*Verilen Metin*:

● ● ● ●

Bir tanesi hariç! Asla vazgeçemezsiniz. Öyle diye bir şeyin varlığına dahi inanamaz
hâle gelirsiniz. Neticede bir sevmek bin defa ölmek gibidir, bin defa ölüp de
ölememektir. * (Evet doğru tahmin, sıra ona geldi. Bağlıyorum hemen^^)
Kemâl de artık net bir biçimde aşkını kabullendiğini ve
kalbine sahip çıkacağını gösteriyor bu sahnede. Öyle bir ânlık bir şey
olmadığını anlıyor o da. Ve işte orada aşkın en büyük düşmanı, o meşhur gurur
perdesi çekiliyor aradan. Burcu da nişanlısından ayrıldığını, yani çoktan onu
seçmiş olduğunu söylüyor artık gönül rahatlığıyla. Emin olduğunuz bir sevgide
gurur kalmaz çünkü. Ha kaldıysa bence denklemin başına dönmeli, öyle çok da
emin olunmamalı o sevgiden. Periden söylemesi...

Mert Yazıcıoğlu... Genç isimler arasında öne çıkmış durumda.

● ● ● ●

*Çıkarılan Bilgiler*:

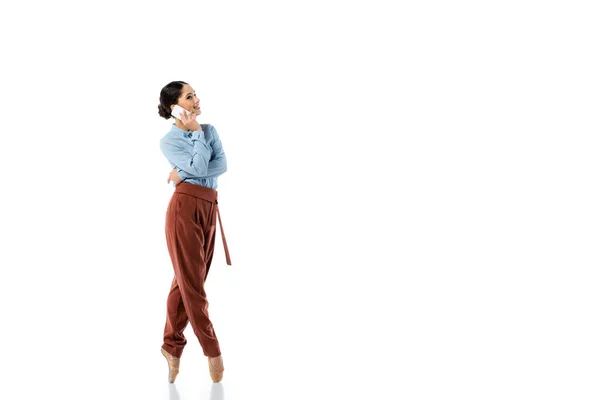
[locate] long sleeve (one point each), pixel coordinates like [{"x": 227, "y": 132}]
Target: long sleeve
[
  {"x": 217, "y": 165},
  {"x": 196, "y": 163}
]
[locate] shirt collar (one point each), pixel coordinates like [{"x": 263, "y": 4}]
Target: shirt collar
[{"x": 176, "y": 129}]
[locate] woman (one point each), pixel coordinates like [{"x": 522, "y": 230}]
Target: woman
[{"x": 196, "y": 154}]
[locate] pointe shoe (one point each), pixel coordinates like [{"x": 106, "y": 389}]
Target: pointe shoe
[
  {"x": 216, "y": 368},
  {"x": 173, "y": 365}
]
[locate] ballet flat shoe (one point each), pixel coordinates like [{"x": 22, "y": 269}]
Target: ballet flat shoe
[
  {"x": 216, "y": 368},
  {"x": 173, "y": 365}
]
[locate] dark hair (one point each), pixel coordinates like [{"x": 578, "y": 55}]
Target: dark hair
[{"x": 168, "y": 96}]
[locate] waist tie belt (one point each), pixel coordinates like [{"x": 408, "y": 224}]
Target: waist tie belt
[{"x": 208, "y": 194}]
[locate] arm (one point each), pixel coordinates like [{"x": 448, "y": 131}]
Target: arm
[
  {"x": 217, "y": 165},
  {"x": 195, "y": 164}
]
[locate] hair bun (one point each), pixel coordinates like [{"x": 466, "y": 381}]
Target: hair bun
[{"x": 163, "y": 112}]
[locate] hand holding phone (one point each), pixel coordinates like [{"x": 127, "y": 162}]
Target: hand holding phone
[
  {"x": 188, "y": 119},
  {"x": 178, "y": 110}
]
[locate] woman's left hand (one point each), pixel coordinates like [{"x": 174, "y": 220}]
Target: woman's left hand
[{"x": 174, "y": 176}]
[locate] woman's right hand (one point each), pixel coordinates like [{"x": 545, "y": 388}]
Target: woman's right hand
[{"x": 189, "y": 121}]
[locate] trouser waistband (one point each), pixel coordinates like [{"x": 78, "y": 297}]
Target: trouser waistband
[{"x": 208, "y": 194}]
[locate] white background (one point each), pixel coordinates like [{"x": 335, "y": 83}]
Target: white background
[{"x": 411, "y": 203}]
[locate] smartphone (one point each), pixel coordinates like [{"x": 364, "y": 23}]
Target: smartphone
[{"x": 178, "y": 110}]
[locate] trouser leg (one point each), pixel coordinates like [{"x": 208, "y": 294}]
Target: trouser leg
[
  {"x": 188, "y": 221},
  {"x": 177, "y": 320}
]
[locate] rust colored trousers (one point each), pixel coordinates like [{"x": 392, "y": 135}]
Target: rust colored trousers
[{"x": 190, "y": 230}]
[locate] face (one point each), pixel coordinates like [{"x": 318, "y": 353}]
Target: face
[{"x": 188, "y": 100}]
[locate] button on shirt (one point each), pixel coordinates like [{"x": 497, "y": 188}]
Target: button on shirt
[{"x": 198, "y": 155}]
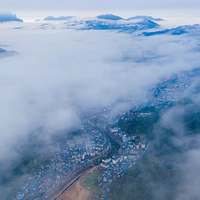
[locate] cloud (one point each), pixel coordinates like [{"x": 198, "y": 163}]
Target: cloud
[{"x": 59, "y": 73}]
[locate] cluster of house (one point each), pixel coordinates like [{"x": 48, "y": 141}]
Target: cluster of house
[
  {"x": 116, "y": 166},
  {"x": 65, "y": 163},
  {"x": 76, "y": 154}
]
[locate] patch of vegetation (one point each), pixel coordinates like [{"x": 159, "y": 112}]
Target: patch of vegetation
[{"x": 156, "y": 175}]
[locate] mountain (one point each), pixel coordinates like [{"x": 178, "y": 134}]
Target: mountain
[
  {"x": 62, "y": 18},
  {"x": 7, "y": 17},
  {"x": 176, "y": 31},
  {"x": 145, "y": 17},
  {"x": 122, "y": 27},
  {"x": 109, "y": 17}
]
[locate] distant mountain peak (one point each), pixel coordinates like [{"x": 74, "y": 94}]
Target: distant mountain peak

● ● ● ●

*Talimatlarınız*:
Yukarıdaki metne göre şu soruları yanıtlayın ve her yanıtı kendi harfiyle ayrı bir satıra yazın:
(a) Metinde bir sevmek neye benzetiliyor?
(b) Burcu bu sahnede nişanlısıyla ilgili ne söylüyor?
(c) Genç isimler arasında öne çıkmış olduğu söylenen kişi kimdir?

*Görevin Yanıtı*:
(a) Bin defa ölmeye, bin defa ölüp de ölememeye benzetiliyor.
(b) Nişanlısından ayrıldığını gönül rahatlığıyla söylüyor.
(c) Mert Yazıcıoğlu.